═══ RECORD LIST

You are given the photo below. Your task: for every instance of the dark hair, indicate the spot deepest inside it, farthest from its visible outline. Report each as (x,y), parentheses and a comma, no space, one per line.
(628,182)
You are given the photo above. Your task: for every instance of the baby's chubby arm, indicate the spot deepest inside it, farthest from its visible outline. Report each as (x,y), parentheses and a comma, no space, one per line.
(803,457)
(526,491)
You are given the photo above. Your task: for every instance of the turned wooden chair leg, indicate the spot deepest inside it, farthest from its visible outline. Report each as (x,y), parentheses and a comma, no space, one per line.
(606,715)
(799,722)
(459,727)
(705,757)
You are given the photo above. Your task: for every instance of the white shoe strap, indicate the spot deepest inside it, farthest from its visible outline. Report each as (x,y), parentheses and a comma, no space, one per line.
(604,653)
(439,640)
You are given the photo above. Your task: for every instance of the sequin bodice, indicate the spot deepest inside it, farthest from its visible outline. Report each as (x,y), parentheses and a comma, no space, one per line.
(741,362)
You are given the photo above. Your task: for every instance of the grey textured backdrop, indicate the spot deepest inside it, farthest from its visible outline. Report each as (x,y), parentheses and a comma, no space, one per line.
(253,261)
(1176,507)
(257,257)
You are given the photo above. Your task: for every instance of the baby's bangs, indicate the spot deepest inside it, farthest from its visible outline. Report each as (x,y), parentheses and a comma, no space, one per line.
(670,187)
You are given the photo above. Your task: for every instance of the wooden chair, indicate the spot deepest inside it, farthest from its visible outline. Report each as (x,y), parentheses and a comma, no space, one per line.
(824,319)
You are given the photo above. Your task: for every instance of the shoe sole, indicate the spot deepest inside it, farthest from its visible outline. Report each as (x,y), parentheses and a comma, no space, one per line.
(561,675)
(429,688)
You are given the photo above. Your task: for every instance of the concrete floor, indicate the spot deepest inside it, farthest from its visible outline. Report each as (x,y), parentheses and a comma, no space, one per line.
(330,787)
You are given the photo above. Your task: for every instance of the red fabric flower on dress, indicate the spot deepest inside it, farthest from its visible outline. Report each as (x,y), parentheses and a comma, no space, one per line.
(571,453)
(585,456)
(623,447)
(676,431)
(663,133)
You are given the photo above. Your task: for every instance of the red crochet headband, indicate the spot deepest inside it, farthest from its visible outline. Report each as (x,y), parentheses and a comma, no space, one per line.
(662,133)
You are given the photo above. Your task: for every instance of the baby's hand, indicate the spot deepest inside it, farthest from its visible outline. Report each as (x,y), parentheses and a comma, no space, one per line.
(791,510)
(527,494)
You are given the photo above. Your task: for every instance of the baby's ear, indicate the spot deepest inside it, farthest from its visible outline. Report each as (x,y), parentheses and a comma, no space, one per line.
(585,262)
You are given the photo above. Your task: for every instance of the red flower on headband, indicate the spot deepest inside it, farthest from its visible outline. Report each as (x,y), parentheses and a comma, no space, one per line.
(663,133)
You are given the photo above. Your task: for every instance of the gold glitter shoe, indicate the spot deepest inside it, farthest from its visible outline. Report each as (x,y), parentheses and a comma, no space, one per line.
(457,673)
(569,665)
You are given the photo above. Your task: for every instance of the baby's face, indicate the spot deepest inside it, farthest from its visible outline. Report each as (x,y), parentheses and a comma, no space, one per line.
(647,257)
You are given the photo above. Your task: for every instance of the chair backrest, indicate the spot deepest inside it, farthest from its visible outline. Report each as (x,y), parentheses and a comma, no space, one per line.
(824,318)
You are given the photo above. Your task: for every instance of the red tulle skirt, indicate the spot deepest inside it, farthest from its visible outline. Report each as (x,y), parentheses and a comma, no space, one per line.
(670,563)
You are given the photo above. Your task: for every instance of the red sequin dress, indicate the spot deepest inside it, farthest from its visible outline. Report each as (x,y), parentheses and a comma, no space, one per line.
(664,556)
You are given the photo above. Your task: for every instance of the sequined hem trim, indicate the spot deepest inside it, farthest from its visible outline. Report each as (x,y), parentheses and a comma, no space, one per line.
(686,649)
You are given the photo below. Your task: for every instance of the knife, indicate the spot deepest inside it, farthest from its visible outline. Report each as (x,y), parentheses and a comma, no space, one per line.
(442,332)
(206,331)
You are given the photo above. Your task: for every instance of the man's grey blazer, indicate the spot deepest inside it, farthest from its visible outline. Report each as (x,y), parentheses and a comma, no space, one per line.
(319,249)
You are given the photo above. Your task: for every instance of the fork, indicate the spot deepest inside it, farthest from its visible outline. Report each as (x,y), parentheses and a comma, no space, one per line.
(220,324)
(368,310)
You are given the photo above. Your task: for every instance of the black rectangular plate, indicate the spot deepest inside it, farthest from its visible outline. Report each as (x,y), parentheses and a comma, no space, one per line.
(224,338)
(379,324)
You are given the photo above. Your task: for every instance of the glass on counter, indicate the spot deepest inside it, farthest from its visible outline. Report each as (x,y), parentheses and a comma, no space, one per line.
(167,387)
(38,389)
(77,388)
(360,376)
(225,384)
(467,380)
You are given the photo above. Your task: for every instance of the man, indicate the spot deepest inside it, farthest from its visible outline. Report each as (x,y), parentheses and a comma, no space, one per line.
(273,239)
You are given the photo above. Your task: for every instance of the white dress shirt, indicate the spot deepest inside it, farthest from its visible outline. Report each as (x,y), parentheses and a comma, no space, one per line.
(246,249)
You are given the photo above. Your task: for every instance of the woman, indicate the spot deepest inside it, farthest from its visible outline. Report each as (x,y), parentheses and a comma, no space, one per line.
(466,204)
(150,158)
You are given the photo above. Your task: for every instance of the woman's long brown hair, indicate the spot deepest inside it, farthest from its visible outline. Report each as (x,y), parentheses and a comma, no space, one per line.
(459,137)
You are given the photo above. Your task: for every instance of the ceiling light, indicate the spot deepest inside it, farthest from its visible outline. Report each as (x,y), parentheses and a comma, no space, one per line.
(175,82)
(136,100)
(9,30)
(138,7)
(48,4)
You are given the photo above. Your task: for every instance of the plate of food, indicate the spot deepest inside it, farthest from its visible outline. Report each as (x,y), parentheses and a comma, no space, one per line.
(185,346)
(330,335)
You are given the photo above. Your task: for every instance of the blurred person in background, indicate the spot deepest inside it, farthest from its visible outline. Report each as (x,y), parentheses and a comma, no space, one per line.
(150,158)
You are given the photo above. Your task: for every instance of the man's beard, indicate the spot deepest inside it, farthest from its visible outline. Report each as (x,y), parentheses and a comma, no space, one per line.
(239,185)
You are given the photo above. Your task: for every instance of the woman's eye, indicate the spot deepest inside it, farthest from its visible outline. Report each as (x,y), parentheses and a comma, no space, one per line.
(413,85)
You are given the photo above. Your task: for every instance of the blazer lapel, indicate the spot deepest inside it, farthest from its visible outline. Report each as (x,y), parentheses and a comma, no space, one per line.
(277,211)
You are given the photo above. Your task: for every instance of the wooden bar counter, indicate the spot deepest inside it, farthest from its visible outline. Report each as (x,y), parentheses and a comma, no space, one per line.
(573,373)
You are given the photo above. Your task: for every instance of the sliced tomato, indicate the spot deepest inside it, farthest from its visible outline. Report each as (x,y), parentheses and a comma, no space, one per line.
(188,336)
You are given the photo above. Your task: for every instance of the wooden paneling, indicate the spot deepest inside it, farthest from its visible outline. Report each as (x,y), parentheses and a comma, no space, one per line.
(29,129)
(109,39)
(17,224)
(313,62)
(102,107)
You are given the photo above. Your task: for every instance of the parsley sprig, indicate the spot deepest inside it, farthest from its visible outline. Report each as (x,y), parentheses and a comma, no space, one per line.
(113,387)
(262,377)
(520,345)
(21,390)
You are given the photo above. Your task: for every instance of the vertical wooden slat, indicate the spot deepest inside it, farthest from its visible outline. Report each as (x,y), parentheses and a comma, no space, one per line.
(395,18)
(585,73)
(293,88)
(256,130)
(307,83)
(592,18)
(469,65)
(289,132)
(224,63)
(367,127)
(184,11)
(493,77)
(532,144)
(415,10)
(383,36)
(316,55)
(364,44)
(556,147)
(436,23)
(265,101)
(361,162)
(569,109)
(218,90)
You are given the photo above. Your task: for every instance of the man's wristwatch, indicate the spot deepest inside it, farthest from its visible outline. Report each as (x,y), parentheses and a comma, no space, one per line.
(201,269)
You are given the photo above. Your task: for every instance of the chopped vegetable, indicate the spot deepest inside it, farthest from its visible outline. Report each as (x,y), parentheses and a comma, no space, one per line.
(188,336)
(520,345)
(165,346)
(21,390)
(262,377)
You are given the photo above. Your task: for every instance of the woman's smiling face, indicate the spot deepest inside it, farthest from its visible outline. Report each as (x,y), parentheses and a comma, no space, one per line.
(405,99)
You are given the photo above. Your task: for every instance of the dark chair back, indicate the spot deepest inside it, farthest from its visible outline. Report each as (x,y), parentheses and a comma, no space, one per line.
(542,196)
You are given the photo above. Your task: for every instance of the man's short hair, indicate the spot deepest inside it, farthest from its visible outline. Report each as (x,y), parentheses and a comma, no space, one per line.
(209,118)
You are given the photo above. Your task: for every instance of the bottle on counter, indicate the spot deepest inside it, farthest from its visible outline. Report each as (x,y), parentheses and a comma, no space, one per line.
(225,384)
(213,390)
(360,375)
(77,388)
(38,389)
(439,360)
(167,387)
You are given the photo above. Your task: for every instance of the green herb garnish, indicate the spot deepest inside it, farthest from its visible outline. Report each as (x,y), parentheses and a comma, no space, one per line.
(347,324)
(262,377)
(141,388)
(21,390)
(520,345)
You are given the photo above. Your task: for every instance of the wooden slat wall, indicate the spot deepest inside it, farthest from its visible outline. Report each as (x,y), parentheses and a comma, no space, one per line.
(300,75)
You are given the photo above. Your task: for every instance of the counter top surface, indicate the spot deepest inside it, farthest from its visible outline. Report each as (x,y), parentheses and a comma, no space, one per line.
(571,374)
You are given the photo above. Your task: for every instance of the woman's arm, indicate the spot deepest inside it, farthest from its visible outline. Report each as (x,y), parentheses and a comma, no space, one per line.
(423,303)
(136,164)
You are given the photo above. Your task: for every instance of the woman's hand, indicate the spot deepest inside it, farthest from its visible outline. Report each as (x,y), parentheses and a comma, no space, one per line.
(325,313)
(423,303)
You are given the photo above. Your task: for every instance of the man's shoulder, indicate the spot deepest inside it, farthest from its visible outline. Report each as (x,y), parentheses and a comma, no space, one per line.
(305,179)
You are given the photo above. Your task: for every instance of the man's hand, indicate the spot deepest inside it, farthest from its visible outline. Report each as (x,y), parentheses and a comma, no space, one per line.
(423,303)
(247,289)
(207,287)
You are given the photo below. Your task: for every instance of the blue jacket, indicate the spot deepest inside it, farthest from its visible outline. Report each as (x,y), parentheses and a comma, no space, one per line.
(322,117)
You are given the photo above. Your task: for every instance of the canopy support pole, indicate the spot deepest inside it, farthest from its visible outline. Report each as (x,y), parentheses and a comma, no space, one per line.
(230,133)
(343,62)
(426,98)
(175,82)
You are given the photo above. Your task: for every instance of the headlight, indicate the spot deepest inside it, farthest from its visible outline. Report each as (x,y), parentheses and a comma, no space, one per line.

══════

• _DO THIS_
Repeat only the stretch of lines that begins at the line containing "of the blue" and ends at the last line above, both included.

• _RESULT FOR THIS EXERCISE_
You are given the photo below. Your task: for every instance of the blue jacket, indicate the spot deepest inside it, farthest from its visible outline. Report each as (x,y), parentheses and a comma, no space, one per line.
(322,117)
You are given the photo above. Your task: for every instance of the canopy support pole, indicate the spot deepest inside it, farthest from its visible outline. Report each as (x,y), parentheses and a comma, no space, one per line.
(230,133)
(343,62)
(426,98)
(175,82)
You are given the photo above. Your task: for every instance of the headlight, indicate the spot deepest inside it, farthest from its visible outline. Report each as (x,y), parentheses and a comma, no space, one per line.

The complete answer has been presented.